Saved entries
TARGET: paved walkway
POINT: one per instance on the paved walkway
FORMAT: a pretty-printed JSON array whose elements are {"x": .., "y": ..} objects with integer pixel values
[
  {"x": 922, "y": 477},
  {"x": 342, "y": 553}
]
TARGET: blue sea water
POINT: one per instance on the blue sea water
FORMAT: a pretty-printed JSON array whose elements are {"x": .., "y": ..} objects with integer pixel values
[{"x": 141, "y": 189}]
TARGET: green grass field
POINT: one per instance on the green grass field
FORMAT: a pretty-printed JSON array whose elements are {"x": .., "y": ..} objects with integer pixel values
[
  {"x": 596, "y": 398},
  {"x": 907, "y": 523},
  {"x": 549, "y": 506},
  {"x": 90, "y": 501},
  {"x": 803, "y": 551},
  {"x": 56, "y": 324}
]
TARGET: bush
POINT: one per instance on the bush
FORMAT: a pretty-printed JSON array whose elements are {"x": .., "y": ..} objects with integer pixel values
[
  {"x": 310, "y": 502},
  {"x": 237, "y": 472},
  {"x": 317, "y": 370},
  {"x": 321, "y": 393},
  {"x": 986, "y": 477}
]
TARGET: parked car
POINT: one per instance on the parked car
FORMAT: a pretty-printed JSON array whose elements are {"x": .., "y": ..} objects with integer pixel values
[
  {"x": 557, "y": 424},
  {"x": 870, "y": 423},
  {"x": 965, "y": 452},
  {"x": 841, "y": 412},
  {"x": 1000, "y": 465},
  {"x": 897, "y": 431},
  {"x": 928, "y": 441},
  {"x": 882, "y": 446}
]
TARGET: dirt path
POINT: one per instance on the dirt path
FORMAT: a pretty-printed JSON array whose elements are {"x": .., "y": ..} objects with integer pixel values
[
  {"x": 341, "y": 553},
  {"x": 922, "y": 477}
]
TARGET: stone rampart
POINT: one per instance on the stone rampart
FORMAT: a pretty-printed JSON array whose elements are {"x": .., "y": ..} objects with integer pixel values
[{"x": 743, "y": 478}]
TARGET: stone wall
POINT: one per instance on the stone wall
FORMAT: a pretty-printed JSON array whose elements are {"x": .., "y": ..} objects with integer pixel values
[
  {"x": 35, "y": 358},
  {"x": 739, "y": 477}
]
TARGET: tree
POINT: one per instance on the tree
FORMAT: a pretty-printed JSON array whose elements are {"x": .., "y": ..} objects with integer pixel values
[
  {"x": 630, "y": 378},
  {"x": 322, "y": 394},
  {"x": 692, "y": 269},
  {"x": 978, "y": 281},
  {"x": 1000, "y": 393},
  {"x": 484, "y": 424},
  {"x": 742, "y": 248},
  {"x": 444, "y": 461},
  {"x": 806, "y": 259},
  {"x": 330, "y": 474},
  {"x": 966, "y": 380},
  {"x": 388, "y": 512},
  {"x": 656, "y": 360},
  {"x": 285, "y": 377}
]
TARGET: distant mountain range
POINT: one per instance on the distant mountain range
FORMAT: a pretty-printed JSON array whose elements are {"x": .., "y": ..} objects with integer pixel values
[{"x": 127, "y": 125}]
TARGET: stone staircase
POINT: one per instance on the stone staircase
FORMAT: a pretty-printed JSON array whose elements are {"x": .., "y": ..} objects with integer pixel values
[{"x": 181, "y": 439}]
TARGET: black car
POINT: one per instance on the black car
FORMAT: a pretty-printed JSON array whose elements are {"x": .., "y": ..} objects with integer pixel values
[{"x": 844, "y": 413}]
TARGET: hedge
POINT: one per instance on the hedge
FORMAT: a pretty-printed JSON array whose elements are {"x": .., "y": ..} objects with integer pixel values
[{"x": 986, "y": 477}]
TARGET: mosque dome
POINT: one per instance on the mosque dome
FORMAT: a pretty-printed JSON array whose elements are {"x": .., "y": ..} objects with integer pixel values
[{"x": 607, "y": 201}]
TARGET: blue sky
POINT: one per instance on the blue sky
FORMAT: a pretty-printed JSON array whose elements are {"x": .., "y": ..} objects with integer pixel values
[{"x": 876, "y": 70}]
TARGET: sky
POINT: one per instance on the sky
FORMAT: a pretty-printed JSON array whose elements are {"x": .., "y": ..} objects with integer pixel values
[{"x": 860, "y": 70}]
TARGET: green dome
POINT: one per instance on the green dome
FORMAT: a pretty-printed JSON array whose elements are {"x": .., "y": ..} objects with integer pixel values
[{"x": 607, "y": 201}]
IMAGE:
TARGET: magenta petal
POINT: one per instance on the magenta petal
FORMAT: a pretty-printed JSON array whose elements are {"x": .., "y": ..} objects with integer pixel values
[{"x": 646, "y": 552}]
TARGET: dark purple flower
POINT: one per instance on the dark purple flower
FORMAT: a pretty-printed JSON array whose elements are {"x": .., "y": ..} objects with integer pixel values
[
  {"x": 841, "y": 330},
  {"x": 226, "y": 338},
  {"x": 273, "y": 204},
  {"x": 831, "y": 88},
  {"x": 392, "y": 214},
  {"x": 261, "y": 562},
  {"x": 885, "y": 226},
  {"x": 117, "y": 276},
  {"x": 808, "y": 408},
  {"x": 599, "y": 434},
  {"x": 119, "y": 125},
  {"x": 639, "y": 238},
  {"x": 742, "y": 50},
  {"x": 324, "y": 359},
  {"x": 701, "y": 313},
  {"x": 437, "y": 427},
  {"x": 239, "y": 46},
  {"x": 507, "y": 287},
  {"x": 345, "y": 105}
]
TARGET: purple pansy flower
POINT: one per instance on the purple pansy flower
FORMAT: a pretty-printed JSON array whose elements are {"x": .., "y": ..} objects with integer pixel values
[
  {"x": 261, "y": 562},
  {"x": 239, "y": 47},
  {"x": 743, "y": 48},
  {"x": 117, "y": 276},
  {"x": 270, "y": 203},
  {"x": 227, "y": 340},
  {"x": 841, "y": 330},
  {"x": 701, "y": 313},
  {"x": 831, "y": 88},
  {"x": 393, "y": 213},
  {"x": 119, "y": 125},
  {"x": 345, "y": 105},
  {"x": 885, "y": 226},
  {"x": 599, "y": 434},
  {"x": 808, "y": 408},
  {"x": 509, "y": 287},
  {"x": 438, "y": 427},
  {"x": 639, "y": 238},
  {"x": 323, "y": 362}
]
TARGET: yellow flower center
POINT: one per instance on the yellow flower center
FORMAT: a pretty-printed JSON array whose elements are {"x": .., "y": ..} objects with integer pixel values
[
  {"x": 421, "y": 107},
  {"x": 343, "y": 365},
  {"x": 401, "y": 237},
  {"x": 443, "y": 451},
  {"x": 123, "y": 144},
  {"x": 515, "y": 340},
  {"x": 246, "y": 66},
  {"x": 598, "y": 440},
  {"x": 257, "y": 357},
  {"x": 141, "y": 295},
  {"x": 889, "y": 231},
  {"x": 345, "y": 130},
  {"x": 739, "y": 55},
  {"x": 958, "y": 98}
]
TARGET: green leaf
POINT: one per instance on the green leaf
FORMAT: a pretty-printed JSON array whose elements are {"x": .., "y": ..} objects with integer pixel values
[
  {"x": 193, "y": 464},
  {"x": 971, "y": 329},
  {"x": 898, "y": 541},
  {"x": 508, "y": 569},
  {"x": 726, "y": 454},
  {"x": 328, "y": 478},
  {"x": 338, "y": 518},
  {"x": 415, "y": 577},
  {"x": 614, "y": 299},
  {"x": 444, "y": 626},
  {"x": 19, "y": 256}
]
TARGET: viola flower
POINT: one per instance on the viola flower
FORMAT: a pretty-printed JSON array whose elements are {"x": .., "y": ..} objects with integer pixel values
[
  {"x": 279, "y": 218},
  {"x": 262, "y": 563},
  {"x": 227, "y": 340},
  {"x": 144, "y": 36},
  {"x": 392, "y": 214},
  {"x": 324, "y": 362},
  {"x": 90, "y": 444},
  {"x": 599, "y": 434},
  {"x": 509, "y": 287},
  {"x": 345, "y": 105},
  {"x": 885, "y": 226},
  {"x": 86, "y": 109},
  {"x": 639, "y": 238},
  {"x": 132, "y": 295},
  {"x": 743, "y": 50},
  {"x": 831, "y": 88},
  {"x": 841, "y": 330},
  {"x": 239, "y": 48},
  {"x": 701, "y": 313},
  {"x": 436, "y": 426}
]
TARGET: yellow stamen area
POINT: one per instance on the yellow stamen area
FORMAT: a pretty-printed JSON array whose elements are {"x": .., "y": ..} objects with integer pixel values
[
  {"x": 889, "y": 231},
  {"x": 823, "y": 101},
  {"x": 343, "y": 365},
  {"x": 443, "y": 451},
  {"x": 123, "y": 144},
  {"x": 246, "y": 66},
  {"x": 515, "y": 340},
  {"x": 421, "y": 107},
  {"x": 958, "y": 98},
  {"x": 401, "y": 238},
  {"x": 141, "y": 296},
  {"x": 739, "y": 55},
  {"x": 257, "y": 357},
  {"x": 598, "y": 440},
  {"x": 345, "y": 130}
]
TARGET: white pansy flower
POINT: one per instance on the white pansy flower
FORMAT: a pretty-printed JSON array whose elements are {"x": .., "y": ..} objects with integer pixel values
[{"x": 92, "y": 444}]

**EXERCISE OBJECTIVE:** Using the records above, copy all lines that include the word "green".

**RESULT:**
TARGET: green grass field
POINT: one per instance on the green grass field
TARGET: green dome
POINT: one per instance on the green dome
TARGET: green leaf
POINT: one per instance on the green leaf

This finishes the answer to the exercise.